What is required:
Quote all entries in full, exactly.

— start —

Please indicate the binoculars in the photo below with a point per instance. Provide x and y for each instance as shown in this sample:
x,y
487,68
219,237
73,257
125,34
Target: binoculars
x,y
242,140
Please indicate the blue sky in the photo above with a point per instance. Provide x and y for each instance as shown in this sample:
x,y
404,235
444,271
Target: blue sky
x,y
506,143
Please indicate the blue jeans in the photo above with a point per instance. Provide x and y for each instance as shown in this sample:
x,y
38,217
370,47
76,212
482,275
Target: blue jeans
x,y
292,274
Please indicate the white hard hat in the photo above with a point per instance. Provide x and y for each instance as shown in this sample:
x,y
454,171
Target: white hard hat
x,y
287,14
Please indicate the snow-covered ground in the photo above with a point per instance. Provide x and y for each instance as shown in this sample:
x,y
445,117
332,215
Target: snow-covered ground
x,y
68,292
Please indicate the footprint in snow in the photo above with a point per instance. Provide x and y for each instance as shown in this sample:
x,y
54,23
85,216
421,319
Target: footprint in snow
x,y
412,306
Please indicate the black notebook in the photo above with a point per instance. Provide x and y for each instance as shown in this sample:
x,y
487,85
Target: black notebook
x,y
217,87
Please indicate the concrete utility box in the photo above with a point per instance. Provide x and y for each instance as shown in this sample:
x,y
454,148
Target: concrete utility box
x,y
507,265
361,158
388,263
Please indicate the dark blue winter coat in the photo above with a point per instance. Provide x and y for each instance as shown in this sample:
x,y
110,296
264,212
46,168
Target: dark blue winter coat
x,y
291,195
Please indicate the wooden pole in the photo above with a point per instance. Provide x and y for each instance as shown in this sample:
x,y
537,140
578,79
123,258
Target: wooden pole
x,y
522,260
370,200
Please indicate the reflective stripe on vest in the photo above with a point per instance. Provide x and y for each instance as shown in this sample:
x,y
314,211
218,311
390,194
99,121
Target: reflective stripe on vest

— end —

Exercise result:
Please indicate the binoculars in the photo below with a point per instance. Provide x and y for each instance as shown in this sample:
x,y
487,68
219,237
73,257
125,34
Target: binoculars
x,y
242,140
Please indicate the blue sky in the photo above with a point per instance. Provide x and y for each instance as shown in this sample:
x,y
404,235
444,271
Target: blue sky
x,y
506,143
Please indicate the blue jeans in the photo above with a point per instance. Provide x and y for each instance as shown in this sample:
x,y
38,217
370,47
76,212
482,275
Target: blue jeans
x,y
292,274
Please indicate the white hard hat in the photo above with a point per instance. Provide x and y for each instance as shown in this sample:
x,y
454,171
Target: white hard hat
x,y
287,14
Please indicate the snow-covered ground in the photo above with a point per instance. Provide x and y for each instance as shown in this sample:
x,y
445,117
332,215
Target: snow-covered ground
x,y
68,292
Please indicate the footprint in snow in the photo above with a point per instance. Provide x and y for each instance as shown in this sample:
x,y
54,23
85,216
421,319
Target: footprint in snow
x,y
412,306
Please indicate the black notebook in the photo above with a point per instance. Provide x and y for each instance as shown in this sample:
x,y
487,85
Target: black notebook
x,y
217,87
Please indicate the concrete utility box in the photo above with a point per instance. Provide x and y for each instance as shown in this sample:
x,y
454,148
Target: concrete utility box
x,y
507,265
361,158
388,263
Please indicate the dark blue winter coat in the photo above with a point per instance. Provide x and y for each instance as shown in this sample:
x,y
110,296
264,212
46,168
Target: dark blue winter coat
x,y
291,195
Please indicate the wooden pole in the photo above with a point per instance. Provide x and y for each instance as shown in this sample:
x,y
537,140
578,79
123,258
Target: wooden pole
x,y
522,260
370,200
Please indicate the reflective stripe on vest in the photo above with a point per instance. Provide x and y for each instance as shown in this sample:
x,y
314,211
218,311
390,194
99,121
Target: reflective stripe on vest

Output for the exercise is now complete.